-- Start DATA --

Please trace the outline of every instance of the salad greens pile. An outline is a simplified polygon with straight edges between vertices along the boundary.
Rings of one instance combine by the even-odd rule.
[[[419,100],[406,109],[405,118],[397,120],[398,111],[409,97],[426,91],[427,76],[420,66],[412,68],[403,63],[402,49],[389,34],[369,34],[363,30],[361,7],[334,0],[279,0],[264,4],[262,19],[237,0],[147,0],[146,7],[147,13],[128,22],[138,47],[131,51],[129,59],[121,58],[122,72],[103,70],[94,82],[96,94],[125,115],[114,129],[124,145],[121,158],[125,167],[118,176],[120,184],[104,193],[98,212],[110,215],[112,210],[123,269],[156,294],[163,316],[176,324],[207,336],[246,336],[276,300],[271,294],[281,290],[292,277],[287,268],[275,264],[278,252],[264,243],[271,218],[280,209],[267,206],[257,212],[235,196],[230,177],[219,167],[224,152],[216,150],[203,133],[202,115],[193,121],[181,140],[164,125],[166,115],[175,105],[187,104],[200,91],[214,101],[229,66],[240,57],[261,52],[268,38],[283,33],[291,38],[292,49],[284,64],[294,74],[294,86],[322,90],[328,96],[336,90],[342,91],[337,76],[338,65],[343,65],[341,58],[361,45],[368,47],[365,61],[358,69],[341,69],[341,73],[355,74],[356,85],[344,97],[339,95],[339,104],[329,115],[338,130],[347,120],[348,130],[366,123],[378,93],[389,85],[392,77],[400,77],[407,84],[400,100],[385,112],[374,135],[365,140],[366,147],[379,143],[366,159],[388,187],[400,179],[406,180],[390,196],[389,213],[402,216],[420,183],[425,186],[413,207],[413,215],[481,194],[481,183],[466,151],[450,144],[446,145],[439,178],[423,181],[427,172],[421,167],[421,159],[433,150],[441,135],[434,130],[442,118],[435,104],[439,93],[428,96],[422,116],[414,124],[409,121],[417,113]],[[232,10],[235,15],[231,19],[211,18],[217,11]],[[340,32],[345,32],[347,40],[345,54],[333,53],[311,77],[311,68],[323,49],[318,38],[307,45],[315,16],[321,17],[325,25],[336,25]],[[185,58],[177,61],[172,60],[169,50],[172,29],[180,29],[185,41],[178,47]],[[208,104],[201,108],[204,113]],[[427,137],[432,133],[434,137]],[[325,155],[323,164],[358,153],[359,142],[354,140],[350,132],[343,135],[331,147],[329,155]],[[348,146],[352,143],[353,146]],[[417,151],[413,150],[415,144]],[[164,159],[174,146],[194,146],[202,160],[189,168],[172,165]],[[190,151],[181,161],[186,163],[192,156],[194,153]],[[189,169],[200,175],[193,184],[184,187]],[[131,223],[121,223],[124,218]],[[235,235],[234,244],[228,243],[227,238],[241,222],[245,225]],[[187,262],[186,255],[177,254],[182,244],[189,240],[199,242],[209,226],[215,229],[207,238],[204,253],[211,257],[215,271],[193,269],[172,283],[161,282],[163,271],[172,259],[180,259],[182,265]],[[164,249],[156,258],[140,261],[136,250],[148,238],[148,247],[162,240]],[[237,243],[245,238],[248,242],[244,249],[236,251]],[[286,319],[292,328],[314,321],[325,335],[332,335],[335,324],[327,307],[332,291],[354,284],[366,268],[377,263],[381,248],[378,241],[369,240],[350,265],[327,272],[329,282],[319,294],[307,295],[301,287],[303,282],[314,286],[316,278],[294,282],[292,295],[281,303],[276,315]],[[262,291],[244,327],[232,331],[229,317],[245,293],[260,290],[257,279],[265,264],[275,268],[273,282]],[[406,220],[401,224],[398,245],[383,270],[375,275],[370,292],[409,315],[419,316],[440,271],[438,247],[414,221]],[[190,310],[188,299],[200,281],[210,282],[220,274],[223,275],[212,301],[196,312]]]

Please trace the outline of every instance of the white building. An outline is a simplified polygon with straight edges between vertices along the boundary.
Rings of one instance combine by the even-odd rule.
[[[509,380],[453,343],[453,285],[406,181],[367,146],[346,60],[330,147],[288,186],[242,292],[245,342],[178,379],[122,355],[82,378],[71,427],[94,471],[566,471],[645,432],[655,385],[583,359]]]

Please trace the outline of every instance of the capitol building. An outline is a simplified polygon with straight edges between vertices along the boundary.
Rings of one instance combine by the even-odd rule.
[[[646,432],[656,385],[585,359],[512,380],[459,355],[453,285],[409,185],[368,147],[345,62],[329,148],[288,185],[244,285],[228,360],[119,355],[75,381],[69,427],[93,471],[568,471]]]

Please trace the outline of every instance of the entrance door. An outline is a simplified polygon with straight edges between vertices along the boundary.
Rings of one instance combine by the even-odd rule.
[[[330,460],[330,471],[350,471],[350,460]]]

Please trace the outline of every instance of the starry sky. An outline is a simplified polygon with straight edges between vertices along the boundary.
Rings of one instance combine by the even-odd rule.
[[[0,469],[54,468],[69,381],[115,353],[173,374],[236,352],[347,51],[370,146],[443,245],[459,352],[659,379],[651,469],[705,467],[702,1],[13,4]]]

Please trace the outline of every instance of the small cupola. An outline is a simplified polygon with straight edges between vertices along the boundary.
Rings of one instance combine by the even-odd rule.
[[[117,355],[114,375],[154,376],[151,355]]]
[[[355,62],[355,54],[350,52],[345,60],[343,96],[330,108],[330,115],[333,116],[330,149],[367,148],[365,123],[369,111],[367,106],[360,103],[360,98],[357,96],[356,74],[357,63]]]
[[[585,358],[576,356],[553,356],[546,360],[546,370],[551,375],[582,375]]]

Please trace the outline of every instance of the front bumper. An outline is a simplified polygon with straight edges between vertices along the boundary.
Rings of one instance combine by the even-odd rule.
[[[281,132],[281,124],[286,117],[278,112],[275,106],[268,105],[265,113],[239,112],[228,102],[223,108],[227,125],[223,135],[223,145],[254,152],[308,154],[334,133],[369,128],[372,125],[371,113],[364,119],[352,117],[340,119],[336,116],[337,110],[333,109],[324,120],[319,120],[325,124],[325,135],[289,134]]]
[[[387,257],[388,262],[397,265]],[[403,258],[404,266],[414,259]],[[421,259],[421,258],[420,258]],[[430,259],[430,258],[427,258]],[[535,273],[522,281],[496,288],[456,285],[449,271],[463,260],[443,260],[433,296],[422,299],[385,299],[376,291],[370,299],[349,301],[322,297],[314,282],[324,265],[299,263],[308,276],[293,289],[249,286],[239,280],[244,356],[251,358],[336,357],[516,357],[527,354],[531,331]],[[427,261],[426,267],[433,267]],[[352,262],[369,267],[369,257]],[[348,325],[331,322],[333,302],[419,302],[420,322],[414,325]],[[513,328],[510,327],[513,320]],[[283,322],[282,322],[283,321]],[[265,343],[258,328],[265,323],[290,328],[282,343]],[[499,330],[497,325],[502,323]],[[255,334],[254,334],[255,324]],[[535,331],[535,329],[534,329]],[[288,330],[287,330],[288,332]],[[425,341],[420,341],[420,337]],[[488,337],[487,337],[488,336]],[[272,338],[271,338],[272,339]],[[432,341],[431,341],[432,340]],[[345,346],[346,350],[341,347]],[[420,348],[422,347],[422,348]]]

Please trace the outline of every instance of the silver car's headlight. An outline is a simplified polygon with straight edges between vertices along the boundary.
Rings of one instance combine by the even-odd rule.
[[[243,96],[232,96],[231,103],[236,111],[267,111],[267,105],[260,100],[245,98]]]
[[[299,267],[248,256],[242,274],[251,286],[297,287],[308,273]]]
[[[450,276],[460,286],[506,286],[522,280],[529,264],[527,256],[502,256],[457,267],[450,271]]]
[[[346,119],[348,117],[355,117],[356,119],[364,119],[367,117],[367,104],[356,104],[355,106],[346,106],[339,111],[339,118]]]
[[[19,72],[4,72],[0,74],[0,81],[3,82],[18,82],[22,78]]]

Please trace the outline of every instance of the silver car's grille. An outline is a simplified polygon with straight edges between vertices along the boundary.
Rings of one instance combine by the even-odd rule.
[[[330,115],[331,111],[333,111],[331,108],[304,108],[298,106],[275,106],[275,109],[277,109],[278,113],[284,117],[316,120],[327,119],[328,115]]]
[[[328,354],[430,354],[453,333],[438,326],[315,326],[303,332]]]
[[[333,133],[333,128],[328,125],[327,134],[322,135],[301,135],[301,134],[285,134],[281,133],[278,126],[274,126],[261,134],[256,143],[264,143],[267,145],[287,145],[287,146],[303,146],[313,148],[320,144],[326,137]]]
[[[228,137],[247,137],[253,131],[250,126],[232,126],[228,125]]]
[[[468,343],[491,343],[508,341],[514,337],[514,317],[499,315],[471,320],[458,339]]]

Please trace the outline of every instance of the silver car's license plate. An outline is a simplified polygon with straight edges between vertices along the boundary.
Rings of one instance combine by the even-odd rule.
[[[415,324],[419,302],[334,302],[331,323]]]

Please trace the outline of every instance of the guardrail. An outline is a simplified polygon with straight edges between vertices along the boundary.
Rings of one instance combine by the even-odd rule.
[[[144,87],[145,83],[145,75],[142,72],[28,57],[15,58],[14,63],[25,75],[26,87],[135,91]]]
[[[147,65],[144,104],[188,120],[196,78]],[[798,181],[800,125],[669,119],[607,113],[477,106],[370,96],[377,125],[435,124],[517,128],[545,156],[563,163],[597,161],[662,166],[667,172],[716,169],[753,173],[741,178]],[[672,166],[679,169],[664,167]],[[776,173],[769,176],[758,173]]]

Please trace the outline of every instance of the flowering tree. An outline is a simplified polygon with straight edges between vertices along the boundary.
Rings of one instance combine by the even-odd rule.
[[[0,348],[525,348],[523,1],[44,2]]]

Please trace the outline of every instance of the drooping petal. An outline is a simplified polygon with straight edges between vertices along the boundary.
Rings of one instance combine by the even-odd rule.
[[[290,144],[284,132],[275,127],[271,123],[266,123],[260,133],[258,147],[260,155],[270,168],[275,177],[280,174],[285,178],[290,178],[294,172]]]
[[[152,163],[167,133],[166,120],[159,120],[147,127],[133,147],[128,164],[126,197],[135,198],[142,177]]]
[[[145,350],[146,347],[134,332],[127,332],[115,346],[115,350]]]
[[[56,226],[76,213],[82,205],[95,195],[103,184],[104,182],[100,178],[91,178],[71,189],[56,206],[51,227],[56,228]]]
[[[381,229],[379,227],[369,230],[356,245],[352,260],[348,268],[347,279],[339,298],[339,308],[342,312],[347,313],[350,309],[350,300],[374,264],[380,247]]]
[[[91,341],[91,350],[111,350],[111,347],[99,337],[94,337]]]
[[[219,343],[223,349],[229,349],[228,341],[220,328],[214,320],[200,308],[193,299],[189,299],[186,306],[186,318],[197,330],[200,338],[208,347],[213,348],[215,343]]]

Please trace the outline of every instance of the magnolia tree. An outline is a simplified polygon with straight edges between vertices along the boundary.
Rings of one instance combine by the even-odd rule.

-- End DATA --

TO BE DONE >>
Set down, word for word, only the lines running from the line with "Please trace the outline of every instance of the flowering" to the last line of the listing above. Both of those lines belong in your answer.

FINAL RESULT >>
Please trace the outline of every instance of the flowering tree. An outline is a simplified polygon with straight edges between vertices along the boundary.
Rings of one instance combine by the even-odd rule.
[[[0,348],[525,348],[523,1],[44,2]]]

Please trace the outline of every instance of the drooping petal. An outline is a simplified polygon with straight edges between vertices along the boundary.
Rings of one instance combine by the even-odd rule.
[[[290,144],[284,132],[275,127],[271,123],[266,123],[260,133],[258,147],[260,155],[270,168],[275,177],[280,174],[285,178],[290,178],[294,172]]]
[[[152,163],[167,133],[166,120],[159,120],[147,127],[133,147],[128,164],[126,197],[135,198],[142,177]]]
[[[145,350],[146,347],[134,332],[127,332],[115,346],[115,350]]]
[[[56,226],[76,213],[82,205],[95,195],[103,184],[104,182],[100,178],[91,178],[71,189],[56,206],[51,227],[56,228]]]
[[[381,229],[379,227],[369,230],[356,245],[352,260],[348,268],[347,279],[339,298],[339,308],[342,312],[347,313],[350,309],[350,300],[374,264],[380,247]]]
[[[91,341],[91,350],[111,350],[111,347],[99,337],[94,337]]]
[[[219,343],[223,349],[229,349],[228,341],[220,328],[214,320],[200,308],[193,299],[189,299],[186,306],[186,318],[197,330],[200,338],[208,347],[213,348],[215,343]]]

Please trace the outline of every instance of the magnolia tree. An outline is a simplified polygon with straight edges between vertices along the boundary.
Rings of one instance combine by the even-odd rule.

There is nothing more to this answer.